= Beginning of Section =

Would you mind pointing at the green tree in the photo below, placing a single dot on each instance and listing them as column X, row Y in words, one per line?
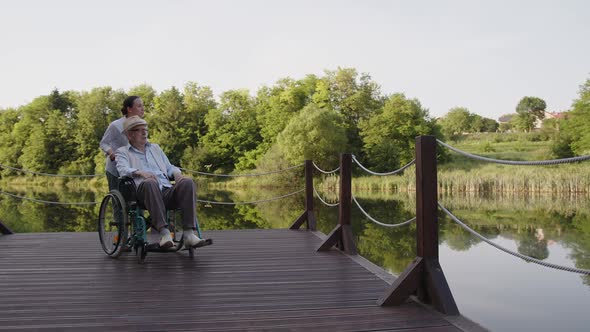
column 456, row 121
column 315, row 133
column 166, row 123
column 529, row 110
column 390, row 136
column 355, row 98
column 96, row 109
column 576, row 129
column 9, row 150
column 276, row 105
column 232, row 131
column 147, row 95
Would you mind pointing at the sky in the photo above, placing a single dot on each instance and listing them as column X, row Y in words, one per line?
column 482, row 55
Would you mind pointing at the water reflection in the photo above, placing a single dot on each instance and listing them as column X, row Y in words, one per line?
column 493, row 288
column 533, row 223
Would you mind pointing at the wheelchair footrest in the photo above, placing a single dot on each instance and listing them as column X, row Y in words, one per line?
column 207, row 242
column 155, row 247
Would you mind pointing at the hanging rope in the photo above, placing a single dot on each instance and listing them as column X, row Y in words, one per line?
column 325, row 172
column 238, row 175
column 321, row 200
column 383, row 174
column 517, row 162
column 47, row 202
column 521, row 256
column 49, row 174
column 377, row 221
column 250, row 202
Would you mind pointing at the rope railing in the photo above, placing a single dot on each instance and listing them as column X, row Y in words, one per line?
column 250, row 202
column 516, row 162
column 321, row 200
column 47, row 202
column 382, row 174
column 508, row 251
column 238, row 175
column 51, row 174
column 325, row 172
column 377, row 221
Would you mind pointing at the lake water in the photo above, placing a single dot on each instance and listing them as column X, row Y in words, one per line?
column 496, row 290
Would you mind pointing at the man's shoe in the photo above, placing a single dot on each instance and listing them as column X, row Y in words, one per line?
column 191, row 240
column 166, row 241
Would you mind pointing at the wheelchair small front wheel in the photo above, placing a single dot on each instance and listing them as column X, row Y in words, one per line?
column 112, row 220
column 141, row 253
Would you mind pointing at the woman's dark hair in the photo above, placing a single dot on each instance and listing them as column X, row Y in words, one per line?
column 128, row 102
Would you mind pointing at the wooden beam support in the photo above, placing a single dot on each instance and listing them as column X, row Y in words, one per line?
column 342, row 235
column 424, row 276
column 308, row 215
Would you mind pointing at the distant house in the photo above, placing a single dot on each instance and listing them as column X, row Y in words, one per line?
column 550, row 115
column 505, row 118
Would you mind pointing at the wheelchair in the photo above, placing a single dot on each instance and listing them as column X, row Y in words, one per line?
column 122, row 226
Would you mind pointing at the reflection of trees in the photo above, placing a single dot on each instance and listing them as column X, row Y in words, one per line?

= End of Section =
= Beginning of Section =

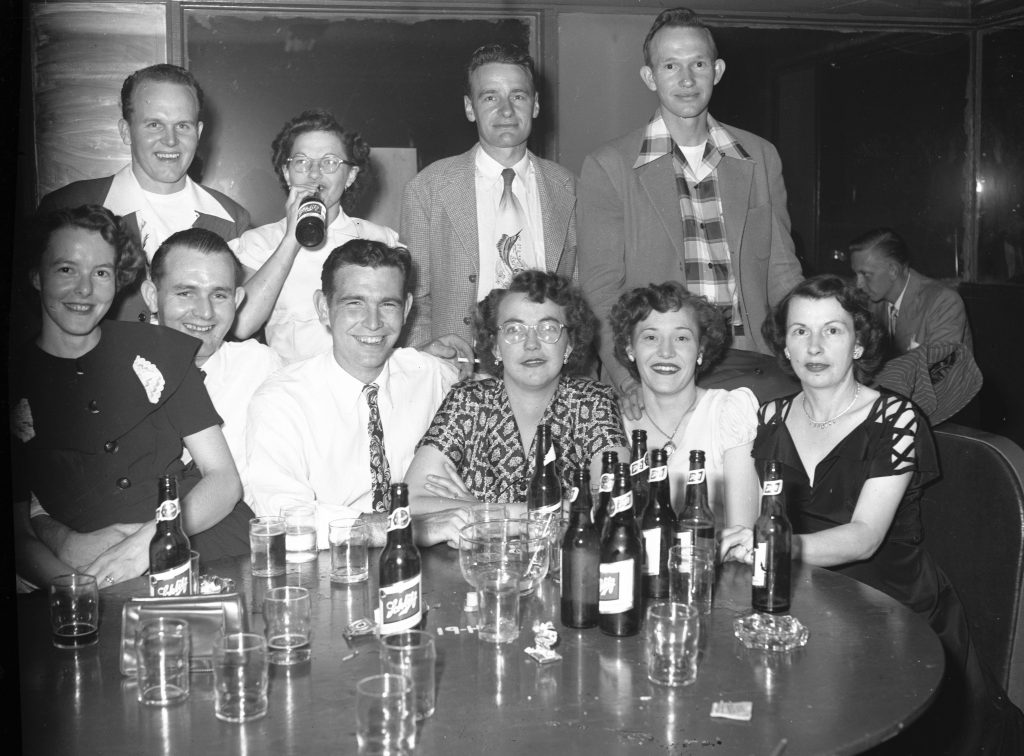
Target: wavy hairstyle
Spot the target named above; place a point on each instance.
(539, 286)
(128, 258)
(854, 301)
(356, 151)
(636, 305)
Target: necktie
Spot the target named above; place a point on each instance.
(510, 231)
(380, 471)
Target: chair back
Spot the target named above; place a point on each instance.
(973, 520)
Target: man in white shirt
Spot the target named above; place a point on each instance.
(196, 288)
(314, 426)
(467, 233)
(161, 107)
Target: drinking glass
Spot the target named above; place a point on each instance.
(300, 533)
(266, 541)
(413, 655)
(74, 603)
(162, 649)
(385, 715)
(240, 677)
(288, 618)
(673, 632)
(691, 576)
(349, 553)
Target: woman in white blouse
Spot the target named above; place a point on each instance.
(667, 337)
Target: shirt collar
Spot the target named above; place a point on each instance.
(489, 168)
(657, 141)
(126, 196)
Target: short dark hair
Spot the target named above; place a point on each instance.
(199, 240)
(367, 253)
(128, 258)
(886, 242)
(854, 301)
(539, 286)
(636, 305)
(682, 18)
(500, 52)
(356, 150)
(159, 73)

= End of Section =
= Beginning of Section =

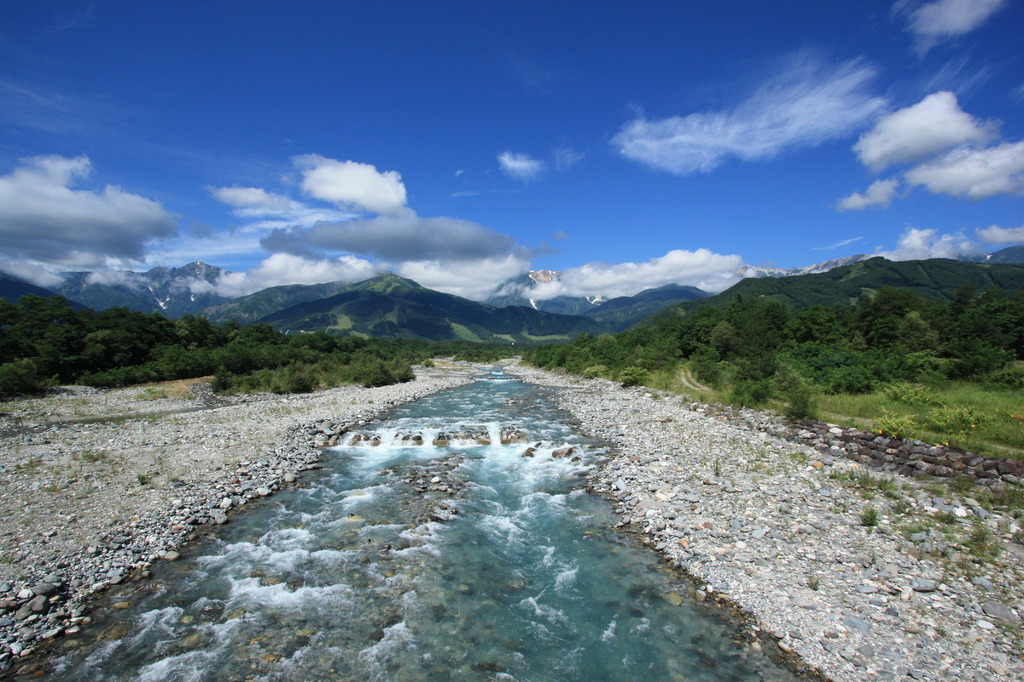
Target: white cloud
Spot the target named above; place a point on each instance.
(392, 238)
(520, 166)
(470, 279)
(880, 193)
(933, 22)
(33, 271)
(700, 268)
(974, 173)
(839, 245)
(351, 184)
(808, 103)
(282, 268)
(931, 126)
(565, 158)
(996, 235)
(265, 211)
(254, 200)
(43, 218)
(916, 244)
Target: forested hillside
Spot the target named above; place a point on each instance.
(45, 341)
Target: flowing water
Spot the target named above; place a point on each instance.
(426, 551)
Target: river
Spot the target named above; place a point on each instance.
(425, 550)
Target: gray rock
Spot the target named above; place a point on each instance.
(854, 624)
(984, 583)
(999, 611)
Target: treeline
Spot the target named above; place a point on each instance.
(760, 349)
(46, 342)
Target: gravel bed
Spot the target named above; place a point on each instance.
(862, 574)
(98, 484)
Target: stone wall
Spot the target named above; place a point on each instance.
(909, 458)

= End of Section =

Task requirements: Your answer should be the lines above from the one containing "Would you mind pointing at the lake" through the one containing "Would you mind pointing at the reflection", copied exactly and with both ends kept.

Response to this task:
Would you mind pointing at the lake water in the photo above, placing a single dot on each instance and listing them as column X, row Y in words, one per line?
column 496, row 290
Would you mind pointing at the man's shoe in the photo above, placing a single dot on each instance and listing them as column X, row Y in words, one per line?
column 191, row 240
column 166, row 241
Would you mind pointing at the wheelchair small front wheel in the photo above, placing a single dot on each instance and listing them as column X, row Y in words, one per line?
column 112, row 220
column 141, row 253
Would you mind pointing at the woman's dark hair in the photo above, placing a single dot on each instance and listing them as column X, row Y in words, one per line?
column 128, row 102
Would you mind pointing at the wooden beam support in the photo above, placing a single dot on each instance and listing them as column X, row Y in words, one per line?
column 342, row 235
column 424, row 276
column 308, row 215
Would you mind pointing at the distant house in the photo above, placing a single dot on each instance and listing them as column X, row Y in words, one per line?
column 550, row 115
column 505, row 118
Would you mind pointing at the wheelchair in the photo above, placing a single dot on each instance and listing them as column X, row Y in words, one per line?
column 122, row 226
Would you mind pointing at the reflection of trees in the photo above, placing a single dot on each instance and listing them as column X, row Y in words, one per line?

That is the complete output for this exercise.